→ **Written problem**
Could you reproduce, word for word, the lines below, starting with the line that contains "request | drop a dot on each instance of the shadow" and continuing through the line that contains "[(108, 107), (71, 98)]"?

::::::

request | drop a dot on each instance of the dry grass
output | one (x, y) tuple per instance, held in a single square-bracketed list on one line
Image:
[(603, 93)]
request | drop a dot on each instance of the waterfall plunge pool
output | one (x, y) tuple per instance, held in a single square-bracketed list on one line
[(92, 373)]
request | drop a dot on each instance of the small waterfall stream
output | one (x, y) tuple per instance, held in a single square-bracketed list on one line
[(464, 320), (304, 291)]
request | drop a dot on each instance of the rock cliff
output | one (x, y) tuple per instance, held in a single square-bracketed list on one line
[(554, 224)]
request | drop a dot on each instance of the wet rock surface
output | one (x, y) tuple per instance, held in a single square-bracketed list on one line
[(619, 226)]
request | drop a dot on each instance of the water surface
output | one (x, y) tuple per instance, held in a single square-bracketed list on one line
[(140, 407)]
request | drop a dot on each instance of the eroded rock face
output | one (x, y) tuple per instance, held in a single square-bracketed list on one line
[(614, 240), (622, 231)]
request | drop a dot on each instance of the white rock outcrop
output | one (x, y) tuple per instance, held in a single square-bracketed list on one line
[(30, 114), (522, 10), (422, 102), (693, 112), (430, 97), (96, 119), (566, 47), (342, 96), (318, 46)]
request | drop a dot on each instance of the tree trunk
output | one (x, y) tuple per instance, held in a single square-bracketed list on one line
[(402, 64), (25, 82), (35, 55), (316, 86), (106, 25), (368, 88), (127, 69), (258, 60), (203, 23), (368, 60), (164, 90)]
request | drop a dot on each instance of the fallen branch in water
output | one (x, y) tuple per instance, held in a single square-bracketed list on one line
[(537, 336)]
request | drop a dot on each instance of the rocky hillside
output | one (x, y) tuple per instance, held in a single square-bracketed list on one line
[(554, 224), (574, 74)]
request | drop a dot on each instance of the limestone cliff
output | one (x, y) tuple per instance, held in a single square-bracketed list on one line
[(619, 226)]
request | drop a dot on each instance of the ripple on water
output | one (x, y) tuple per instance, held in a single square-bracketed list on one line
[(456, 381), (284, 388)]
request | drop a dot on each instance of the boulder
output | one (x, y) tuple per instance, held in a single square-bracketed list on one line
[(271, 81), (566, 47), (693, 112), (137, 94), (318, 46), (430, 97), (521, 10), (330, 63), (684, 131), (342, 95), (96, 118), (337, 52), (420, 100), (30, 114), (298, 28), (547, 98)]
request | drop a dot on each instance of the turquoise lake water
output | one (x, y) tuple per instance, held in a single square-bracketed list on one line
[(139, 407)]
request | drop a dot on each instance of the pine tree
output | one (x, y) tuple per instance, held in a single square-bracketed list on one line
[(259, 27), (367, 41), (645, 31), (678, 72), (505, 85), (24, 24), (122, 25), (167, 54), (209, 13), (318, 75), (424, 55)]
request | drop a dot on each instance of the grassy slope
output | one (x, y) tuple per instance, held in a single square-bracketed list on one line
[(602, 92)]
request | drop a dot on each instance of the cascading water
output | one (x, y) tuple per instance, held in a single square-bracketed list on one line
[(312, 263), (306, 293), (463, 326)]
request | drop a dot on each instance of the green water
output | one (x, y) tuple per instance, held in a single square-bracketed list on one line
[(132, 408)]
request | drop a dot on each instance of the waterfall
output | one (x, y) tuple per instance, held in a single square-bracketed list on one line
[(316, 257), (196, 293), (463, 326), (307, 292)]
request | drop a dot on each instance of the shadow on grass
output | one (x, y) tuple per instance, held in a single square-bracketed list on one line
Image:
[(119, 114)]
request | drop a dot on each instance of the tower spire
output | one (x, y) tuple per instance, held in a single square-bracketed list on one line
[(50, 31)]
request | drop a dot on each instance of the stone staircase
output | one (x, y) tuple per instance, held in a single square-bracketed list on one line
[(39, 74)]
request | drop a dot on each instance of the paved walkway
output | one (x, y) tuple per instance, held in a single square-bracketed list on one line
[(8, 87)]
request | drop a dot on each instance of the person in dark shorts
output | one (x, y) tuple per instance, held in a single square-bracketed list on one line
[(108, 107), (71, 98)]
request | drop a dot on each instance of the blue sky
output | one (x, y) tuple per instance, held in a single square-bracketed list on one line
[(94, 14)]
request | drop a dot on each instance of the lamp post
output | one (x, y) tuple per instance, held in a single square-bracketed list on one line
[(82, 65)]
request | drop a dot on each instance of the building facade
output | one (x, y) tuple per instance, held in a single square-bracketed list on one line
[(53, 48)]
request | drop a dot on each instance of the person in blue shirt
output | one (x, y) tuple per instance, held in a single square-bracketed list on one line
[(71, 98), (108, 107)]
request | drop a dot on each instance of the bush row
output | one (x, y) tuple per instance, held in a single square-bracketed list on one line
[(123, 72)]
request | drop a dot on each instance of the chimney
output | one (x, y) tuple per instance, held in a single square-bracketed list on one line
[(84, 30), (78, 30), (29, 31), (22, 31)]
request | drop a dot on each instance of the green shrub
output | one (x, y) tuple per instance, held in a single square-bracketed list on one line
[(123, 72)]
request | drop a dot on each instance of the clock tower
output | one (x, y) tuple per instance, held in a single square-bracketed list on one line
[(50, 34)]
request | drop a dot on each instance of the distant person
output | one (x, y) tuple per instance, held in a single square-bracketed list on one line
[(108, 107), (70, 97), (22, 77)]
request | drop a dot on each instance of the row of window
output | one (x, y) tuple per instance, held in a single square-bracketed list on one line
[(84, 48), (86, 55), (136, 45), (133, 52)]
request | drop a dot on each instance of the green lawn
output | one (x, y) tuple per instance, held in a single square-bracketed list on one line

::::::

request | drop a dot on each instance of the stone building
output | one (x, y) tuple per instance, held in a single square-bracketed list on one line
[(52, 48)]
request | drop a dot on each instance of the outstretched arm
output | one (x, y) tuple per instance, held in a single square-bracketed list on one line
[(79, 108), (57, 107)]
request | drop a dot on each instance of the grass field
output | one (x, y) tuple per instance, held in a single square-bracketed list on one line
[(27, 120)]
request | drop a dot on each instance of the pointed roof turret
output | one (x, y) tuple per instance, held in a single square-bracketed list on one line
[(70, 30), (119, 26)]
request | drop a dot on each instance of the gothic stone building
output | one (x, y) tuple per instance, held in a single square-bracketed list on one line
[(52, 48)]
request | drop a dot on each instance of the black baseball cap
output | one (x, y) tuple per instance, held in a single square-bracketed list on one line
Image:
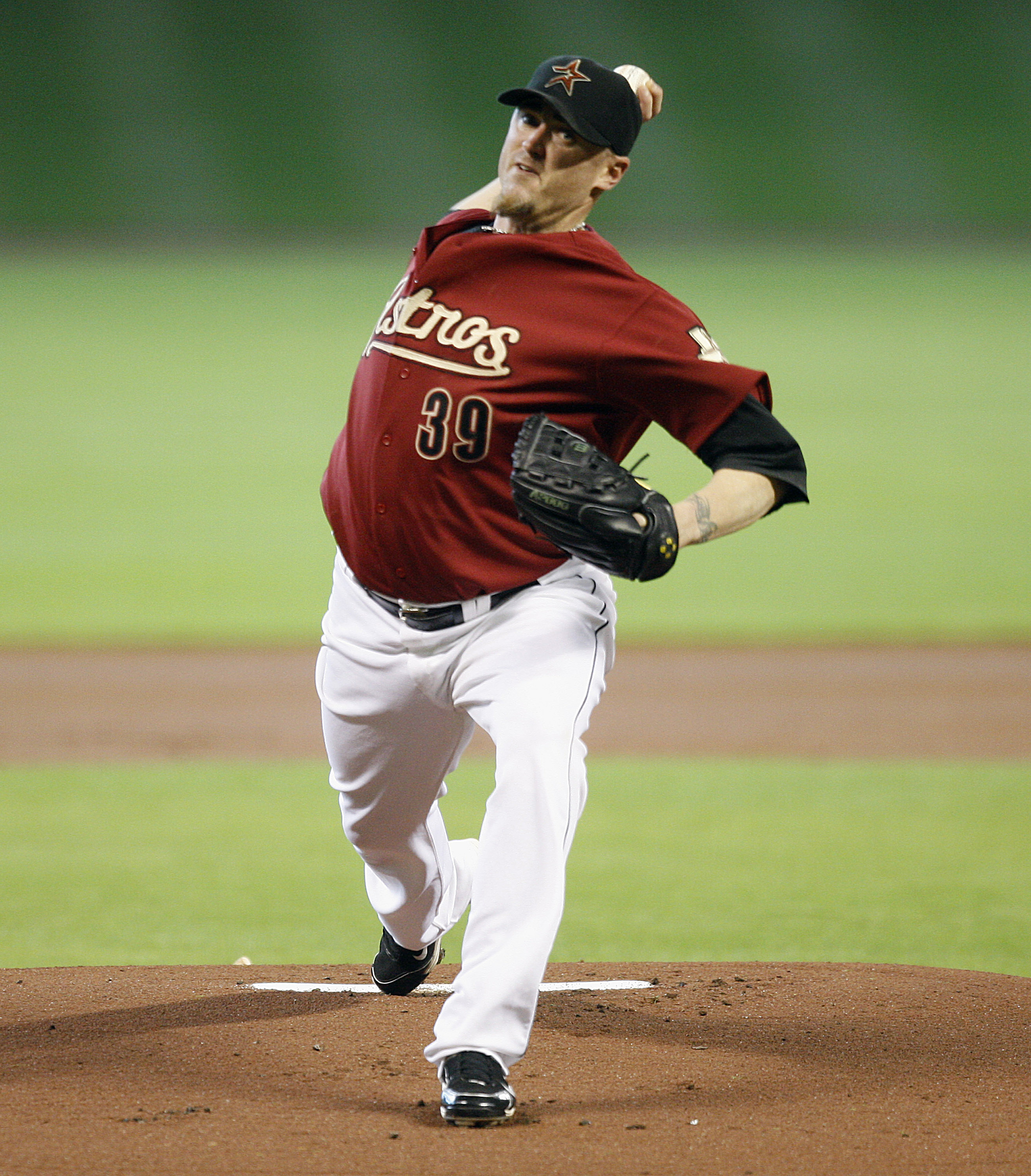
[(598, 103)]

::::::

→ **The output**
request | drop a dot on each instance of the shadow on grass
output | one (x, y) tuple per instance, held in a single square-bracketed list on one line
Image:
[(119, 114)]
request | drop a dot on each instance of the tower spire
output | one (x, y) tuple per instance, held in a single square-bracketed list on one line
[(50, 31)]
request | drop a dot on each instance of the stone staircase
output | one (x, y) tuple per instance, held in a single square-bracketed list on one line
[(39, 74)]
request | drop a dot on each instance of the paved walkway
output | one (x, y) tuple per instance, held in a single square-bracketed list on one line
[(8, 87)]
request | drop a dot on each instance of the person in dark shorts
output | one (x, y) tuple per instance, held in a single square-bracketed list on one line
[(108, 107), (71, 98)]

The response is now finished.